§ **Stated goal A**: Write out the passage from the amplifier rewiring text below, starting with "It’s important the" and going on through "the switch altogether.".

§ **Provided passage**:

-.-.-

Unsolder the old leads and remove the old plug. When you put in the new one, the black lead, the hot wire, should connect to the fuse. The fuse, if possible, should be removed and then the black wire soldered to the fuse-holder.
It’s important the fuse is first in line for the hot lead in order to protect you from fire. It’s not there to protect the amp’s circuitry. After the fuse, this path goes through the thermistor. What is a thermistor? Don’t even worry about it. Then the path goes to the power switch.
This on-off-on DPDT switch was wired so you could change polarity to reduce potential line noise if an outlet was wired incorrectly. It’s unnecessary now that we’re attaching an actual lead to common ground. I used the same switch, but attached the black lead to both sides of the switch with the black primary wire from the the power transformer in the middle. I removed the white lead from the switch altogether.
The white lead, the neutral line on the AC plug, connects directly to the white primary wire coming out of the power transformer. The green wire, the connection to common ground, is mounted on a bolt connected to the chassis using a solder tab with a lock washer.
Some people suggest attaching this to a lug on the power transformer, but I just used the lug that the death cap was formerly attached to out of convenience. The power transformer was riveted in. Whatev. Just make sure the green wire is the longest. Despite having a cord strain relief, we want the common ground to disconnect last if the cord gets yanked out. Like if your dumb roadie pushes over your rig. You will be alive and able to beat up your roadie.
With that solved, I had another problem to tackle. This Kustom 150 would intermittently vibrate and a horrid buzz was audible through the speaker. It turned out it was the output transformer. The rivets that fastened it to the chassis had come loose and it was vibrating at 60 Hz (60 cycles per second, the rate at which AC is transmitted). I discovered this by turning the amp on and physically holding the output transformer steady onto the chassis. Do not do this. This is dumb.
I re-rivetted it to the chassis and the amp was back up to speed. The Kustom 150 had its license to kill revoked and it can now, safely, kick out the jams.

-.-.-

§ **Input data**:
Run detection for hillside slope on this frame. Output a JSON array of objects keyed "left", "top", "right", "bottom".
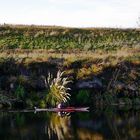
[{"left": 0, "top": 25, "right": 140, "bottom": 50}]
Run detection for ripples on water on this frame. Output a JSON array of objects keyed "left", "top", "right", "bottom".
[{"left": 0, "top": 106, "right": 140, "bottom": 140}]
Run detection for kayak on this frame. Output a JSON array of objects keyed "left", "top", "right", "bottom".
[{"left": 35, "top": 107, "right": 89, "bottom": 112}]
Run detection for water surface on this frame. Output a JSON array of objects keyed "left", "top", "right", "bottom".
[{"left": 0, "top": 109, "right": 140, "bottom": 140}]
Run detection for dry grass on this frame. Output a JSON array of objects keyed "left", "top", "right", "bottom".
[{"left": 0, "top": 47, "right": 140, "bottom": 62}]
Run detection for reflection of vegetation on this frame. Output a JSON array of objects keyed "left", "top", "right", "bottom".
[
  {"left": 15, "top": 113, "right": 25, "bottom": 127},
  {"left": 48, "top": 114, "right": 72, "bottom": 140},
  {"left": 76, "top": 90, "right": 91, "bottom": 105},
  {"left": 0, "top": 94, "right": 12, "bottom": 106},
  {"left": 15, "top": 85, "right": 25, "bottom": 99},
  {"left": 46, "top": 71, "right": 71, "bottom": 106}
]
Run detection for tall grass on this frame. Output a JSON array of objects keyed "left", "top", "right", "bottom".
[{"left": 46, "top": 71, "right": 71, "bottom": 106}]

-.-.-

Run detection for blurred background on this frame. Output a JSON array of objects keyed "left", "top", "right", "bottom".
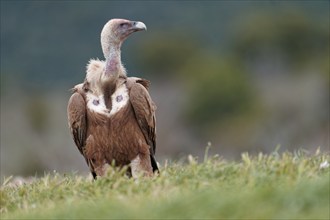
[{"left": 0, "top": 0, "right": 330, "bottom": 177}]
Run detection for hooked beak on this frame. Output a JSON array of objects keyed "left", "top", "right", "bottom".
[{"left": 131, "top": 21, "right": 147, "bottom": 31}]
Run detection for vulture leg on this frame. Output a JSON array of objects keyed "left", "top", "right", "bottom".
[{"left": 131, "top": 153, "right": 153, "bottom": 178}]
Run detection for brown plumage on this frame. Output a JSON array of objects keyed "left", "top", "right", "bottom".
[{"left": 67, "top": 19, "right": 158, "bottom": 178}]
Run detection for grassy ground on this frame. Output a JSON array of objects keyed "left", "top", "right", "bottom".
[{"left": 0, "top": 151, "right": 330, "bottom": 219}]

-.-.-

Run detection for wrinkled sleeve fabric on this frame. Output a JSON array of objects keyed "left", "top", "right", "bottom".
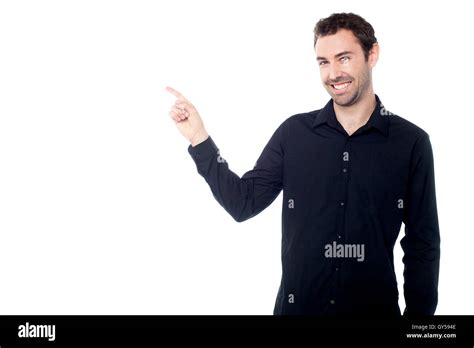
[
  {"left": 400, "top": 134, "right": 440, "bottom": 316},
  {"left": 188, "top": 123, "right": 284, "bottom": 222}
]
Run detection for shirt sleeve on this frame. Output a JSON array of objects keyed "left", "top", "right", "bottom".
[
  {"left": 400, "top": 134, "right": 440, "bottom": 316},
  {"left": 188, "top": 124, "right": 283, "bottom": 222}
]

-.-.-

§ **Stated goal B**: Show every line of the listing above that contains the string "sleeve", with matching case.

§ **Output A**:
It’s important the fuse is first in line for the hot lead in order to protect you from fire. It’s not there to protect the amp’s circuitry. After the fuse, this path goes through the thermistor. What is a thermistor? Don’t even worry about it. Then the path goes to the power switch.
This on-off-on DPDT switch was wired so you could change polarity to reduce potential line noise if an outlet was wired incorrectly. It’s unnecessary now that we’re attaching an actual lead to common ground. I used the same switch, but attached the black lead to both sides of the switch with the black primary wire from the the power transformer in the middle. I removed the white lead from the switch altogether.

§ **Output B**:
Run detection for wrinkled sleeve fabric on this frame. Output a JSON array of objects keyed "left", "top", "right", "bottom".
Run detection for shirt sleeve on this frame. Output a JSON array of objects keyed "left", "top", "right", "bottom".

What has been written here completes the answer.